:: DATA LINES

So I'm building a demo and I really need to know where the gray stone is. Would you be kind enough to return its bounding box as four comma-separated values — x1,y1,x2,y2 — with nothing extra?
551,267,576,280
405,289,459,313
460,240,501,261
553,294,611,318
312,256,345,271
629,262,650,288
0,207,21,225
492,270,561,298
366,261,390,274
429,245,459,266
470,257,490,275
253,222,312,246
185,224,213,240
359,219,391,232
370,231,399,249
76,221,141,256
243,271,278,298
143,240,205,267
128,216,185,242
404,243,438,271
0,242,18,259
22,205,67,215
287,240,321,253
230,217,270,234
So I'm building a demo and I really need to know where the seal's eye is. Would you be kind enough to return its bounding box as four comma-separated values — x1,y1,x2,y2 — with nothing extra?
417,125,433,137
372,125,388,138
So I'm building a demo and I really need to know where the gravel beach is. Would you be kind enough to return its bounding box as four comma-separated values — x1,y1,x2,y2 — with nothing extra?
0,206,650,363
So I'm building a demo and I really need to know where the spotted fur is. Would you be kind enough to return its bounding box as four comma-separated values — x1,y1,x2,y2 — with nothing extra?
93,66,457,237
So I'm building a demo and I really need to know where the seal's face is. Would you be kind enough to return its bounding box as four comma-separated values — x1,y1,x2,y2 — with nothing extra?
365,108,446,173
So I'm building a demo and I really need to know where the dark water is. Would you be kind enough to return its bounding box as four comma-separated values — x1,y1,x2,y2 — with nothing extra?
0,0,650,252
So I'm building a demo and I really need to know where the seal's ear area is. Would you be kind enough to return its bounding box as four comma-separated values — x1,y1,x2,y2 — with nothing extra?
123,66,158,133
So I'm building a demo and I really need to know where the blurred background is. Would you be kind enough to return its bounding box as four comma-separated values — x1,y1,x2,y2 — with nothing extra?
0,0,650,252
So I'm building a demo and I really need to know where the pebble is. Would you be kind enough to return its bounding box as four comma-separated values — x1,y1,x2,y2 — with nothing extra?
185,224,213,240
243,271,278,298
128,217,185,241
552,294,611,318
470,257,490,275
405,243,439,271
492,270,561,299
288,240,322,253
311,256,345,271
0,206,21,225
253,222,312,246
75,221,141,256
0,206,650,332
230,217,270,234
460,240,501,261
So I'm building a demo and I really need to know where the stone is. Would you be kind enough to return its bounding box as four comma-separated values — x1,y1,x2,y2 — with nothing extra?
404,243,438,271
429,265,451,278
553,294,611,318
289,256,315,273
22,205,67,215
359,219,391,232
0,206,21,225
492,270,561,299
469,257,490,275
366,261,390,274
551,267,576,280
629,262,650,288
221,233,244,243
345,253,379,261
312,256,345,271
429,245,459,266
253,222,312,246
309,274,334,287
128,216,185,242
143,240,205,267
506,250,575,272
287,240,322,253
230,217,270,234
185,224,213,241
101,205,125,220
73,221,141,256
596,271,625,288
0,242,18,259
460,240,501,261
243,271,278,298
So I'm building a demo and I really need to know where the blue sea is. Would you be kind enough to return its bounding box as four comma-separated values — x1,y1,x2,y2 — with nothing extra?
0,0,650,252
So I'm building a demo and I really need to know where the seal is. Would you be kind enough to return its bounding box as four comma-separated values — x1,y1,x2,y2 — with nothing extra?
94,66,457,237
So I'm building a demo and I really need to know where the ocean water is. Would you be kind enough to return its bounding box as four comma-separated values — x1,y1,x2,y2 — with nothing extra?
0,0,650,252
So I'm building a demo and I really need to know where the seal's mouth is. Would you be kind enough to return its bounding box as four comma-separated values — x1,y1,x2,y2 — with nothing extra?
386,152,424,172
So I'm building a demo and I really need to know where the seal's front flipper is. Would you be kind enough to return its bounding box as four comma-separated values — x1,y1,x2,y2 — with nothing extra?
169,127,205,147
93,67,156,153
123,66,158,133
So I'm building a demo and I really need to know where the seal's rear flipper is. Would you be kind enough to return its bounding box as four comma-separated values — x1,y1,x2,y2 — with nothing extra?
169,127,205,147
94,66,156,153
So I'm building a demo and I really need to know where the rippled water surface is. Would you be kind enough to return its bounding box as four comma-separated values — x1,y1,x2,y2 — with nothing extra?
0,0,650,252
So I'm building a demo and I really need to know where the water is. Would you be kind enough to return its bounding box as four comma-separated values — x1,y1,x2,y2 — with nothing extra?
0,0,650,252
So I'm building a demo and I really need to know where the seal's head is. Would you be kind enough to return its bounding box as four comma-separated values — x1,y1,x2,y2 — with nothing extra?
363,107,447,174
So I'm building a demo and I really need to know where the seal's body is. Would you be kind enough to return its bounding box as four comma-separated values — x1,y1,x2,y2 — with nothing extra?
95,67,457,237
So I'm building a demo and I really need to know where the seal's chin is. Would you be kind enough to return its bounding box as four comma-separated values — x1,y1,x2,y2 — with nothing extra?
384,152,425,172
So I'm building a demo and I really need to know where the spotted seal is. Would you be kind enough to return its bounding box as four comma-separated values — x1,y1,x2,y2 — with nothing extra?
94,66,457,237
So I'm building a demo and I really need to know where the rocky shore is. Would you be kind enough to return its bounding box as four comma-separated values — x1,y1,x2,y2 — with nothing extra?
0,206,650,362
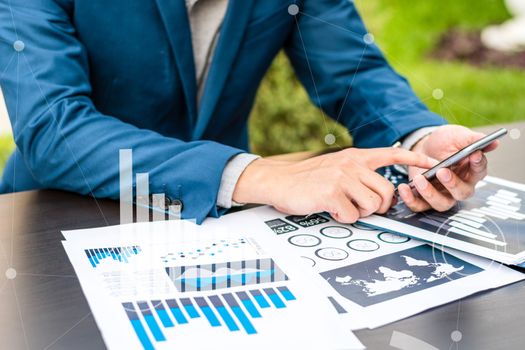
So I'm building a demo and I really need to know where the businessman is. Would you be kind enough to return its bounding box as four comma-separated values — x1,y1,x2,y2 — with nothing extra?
0,0,496,222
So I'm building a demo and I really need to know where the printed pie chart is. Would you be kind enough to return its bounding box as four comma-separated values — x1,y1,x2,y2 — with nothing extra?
320,226,352,239
288,234,321,247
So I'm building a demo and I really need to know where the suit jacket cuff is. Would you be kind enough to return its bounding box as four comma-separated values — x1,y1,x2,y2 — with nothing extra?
217,153,260,208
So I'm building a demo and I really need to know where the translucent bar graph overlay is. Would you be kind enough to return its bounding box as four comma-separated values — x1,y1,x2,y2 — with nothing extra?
84,245,142,268
122,286,297,350
152,193,166,221
137,173,149,222
119,149,133,224
166,258,288,293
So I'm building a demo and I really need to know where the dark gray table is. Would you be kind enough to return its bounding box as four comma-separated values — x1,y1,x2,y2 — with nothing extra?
0,124,525,350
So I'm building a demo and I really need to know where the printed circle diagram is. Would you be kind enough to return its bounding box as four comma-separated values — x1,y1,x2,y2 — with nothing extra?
288,234,321,247
377,232,410,244
346,239,379,252
320,226,352,239
315,247,348,261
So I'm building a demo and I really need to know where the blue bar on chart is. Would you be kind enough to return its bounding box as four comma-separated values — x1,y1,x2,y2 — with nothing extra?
235,292,261,318
137,301,166,341
209,295,240,332
166,258,288,292
166,299,188,324
180,298,200,318
151,300,174,327
277,286,295,301
84,246,142,268
250,289,270,309
264,288,286,309
122,286,296,350
195,297,221,327
222,293,257,334
122,303,155,350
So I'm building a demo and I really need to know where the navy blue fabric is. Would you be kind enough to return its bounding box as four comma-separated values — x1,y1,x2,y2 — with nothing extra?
0,0,445,221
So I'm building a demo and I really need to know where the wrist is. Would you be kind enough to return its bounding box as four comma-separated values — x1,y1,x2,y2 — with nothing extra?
232,158,287,205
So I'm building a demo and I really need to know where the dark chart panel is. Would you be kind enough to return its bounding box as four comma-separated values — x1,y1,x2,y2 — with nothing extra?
321,245,483,307
386,182,525,254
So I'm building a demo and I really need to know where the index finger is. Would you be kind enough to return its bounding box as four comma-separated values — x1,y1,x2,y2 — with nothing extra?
367,147,438,170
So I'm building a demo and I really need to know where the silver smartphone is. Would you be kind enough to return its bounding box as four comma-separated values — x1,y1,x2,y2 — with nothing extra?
402,128,507,188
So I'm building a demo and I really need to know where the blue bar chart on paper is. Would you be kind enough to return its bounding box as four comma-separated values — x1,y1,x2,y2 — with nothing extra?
84,245,142,268
166,258,288,292
122,286,296,350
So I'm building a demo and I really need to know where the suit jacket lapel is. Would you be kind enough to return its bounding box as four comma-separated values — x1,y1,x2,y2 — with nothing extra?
191,0,253,140
156,0,197,125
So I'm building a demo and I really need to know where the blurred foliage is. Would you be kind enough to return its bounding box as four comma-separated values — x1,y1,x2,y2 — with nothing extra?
0,0,525,172
250,0,525,155
0,135,15,174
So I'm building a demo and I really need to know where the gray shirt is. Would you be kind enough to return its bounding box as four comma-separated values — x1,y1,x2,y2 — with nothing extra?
186,0,435,208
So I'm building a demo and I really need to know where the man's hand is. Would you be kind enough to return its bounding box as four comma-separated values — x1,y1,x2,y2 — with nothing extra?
399,125,498,211
233,148,437,223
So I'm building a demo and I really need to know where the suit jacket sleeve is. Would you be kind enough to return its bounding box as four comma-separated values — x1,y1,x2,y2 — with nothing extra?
0,0,242,221
286,0,446,147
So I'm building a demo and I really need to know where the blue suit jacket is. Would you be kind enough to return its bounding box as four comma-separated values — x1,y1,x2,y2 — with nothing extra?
0,0,444,221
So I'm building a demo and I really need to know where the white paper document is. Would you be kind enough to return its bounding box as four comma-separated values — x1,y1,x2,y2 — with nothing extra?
247,207,524,329
63,216,364,349
360,177,525,265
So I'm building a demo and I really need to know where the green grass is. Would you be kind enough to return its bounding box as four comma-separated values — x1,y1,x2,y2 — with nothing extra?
0,136,14,174
0,0,525,172
250,0,525,155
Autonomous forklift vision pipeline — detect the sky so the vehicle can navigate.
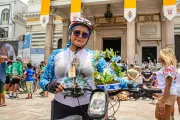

::::

■ WHAT NEEDS TO BE DONE ■
Render the lines from the start of the records through the line containing "93,66,457,237", inclusive, as a numbered list, omitting any blank lines.

■ ANSWER TO THE PROBLEM ■
1. So I'm building a demo and I really need to know where the gray stone is. Would you be kind enough to return its bounding box as four comma-separated values — x1,y1,x2,y2 — with nothing extra?
2. 551,267,576,280
3. 405,289,459,313
4. 460,240,501,261
5. 553,294,611,318
6. 312,256,345,271
7. 629,262,650,288
8. 0,207,21,225
9. 492,270,561,298
10. 366,261,390,274
11. 429,245,459,266
12. 470,257,490,275
13. 253,222,312,246
14. 185,224,213,240
15. 359,219,391,232
16. 370,231,399,249
17. 76,221,141,256
18. 243,271,278,298
19. 143,240,205,267
20. 128,216,185,242
21. 404,243,438,271
22. 0,242,18,259
23. 22,205,67,215
24. 287,240,321,253
25. 230,217,270,234
26. So I'm building a demo and I really need to know where the seal's eye is. Would you be kind enough to return its bounding box as four comma-separated values — x1,y1,x2,y2 — with nothing extra?
27. 417,125,433,137
28. 372,125,388,138
29. So I'm building a demo and I really need to know where the gravel beach is. Would you be kind enough to return its bounding box as four comma-separated values — x1,y1,x2,y2 — with nothing extra?
30. 0,206,650,363
31. So I'm building a demo and I really need to know where the spotted fur is. Would you be kind enough to return its bounding box as four comma-separated values — x1,y1,x2,y2 — with nothing extra?
32. 93,66,457,237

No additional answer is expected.